In New York City, stop-question-and-frisk program, or stop-and-frisk is a New York City Police Department (NYPD) practice of temporarily detaining, questioning, and at times searching civilians and suspects on the street for weapons and other contraband. This is what is known in other places in the United States as the Terry stop. The rules for the policy are contained in the state's criminal procedure law section 140.50 and based on the decision of the US Supreme Court in the case of Terry v. Ohio.

In 2016, a reported 12,404 stops were made under the stop-and-frisk program. The stop-and-frisk program has previously taken place on a much wider scale. Between 2003 and 2013, over 100,000 stops were made per year, with 685,724 people being stopped at the height of the program in 2011. On average, from 2002 to 2013, the percentage of individuals stopped without any convictions was 87.6%.

The program also became the subject of a racial-profiling controversy. Ninety percent of those stopped in 2017 were African-American or Latino, mostly aged 14–24. By contrast, 54.1% of the population of New York City in 2010 was African-American or Latino; however, 74.4% of individuals arrested overall were of those two racial groups. Research shows that "persons of African and Hispanic descent were stopped more frequently than white people, even after controlling for precinct variability and race-specific estimates of crime participation."

_EXTRACTED INFORMATION_
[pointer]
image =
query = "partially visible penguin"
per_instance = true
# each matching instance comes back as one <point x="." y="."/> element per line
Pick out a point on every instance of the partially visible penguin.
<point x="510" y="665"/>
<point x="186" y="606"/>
---
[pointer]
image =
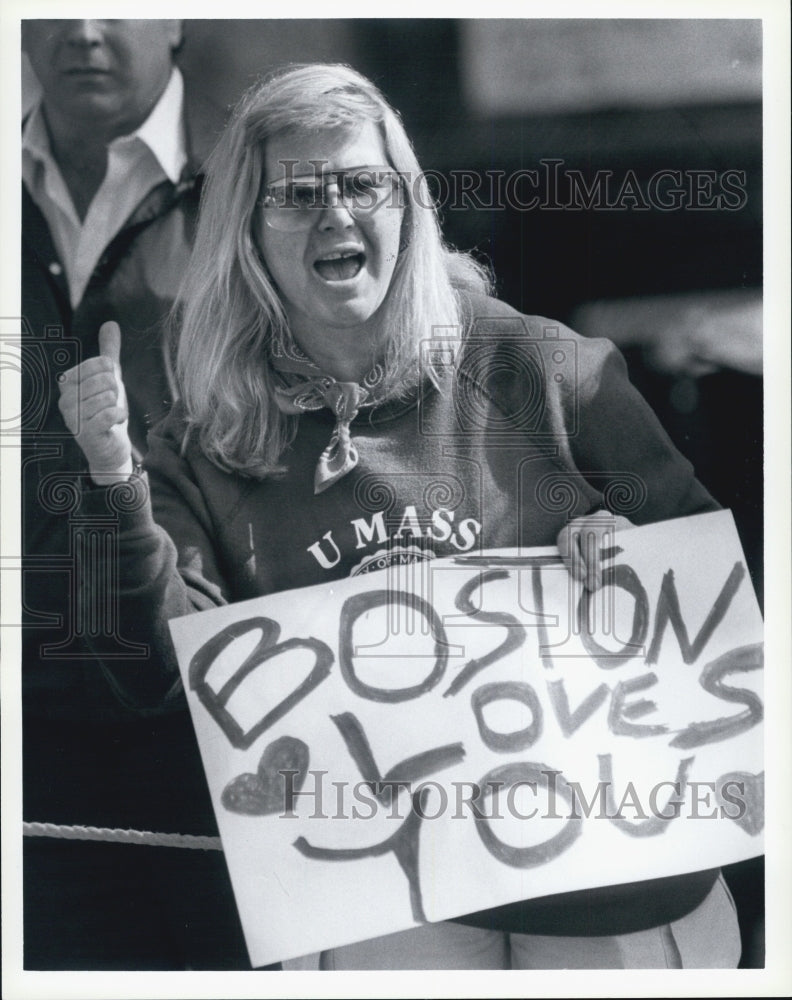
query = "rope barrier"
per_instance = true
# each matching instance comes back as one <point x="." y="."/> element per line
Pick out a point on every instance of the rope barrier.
---
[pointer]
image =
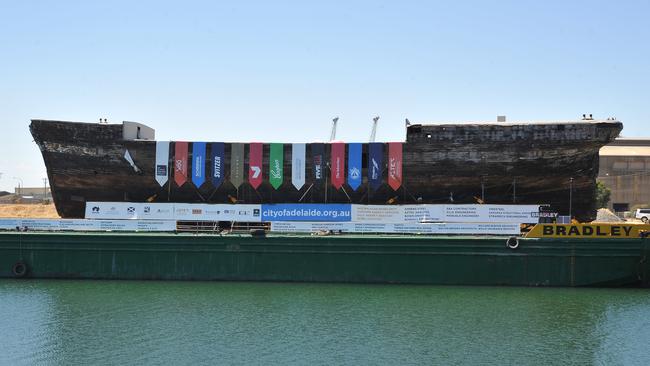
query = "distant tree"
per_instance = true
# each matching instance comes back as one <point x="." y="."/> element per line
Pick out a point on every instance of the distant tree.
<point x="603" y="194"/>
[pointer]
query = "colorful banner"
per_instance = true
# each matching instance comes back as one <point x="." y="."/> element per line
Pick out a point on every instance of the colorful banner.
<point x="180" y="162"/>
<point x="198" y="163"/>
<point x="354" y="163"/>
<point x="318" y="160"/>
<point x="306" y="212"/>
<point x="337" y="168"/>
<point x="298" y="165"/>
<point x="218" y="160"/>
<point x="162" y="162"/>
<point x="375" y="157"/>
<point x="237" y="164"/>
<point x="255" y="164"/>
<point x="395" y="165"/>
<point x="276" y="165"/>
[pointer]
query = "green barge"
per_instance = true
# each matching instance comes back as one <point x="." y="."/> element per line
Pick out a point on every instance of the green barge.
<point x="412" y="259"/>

_EXPLORE THE MATERIAL_
#1 Decide whether each statement agrees with the stop-and-frisk passage, answering yes or no and quoting the words that settle it: (a) A reported 12,404 stops were made in 2016. (b) The program reached its height in 2013. (c) The policy's rules rest on a US Supreme Court decision.
#2 Translate this sentence from the stop-and-frisk passage into Spanish: "The program also became the subject of a racial-profiling controversy."
The listing comes from a source unrelated to the stop-and-frisk passage.

_SET OF ANSWERS_
#1
(a) Yes: "In 2016, a reported 12,404 stops were made under the stop-and-frisk program."
(b) No: "with 685,724 people being stopped at the height of the program in 2011"
(c) Yes: "based on the decision of the US Supreme Court in the case of Terry v. Ohio"

#2 El programa también se convirtió en objeto de una controversia sobre perfilamiento racial.